Do this:
Put each line of the records below into a JSON list of strings, one string per line, and leave out any blank lines.

Recorded data:
# # # #

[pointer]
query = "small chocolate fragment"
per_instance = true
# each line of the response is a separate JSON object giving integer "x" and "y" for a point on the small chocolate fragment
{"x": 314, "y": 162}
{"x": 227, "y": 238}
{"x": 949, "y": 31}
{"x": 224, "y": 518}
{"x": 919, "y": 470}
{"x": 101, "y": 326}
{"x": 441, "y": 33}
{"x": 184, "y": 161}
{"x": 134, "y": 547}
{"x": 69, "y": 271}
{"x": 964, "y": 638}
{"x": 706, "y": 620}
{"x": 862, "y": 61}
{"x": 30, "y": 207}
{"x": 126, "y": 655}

# # # #

Exercise answer:
[
  "[pointer]",
  "query = \"small chocolate fragment\"",
  "per_instance = true",
  "# each line of the response is a separate JSON object giving integer \"x\" and \"y\" for a point on the small chocolate fragment",
  "{\"x\": 314, \"y\": 162}",
  "{\"x\": 227, \"y\": 238}",
  "{\"x\": 949, \"y\": 31}",
  "{\"x\": 224, \"y\": 518}",
  "{\"x\": 919, \"y\": 470}",
  "{\"x\": 101, \"y\": 326}",
  "{\"x\": 441, \"y\": 33}",
  "{\"x\": 184, \"y\": 161}",
  "{\"x\": 134, \"y\": 547}",
  "{\"x\": 69, \"y\": 271}",
  "{\"x\": 964, \"y\": 638}",
  "{\"x\": 706, \"y\": 620}",
  "{\"x\": 862, \"y\": 61}",
  "{\"x\": 30, \"y\": 207}",
  "{\"x\": 126, \"y\": 655}"
]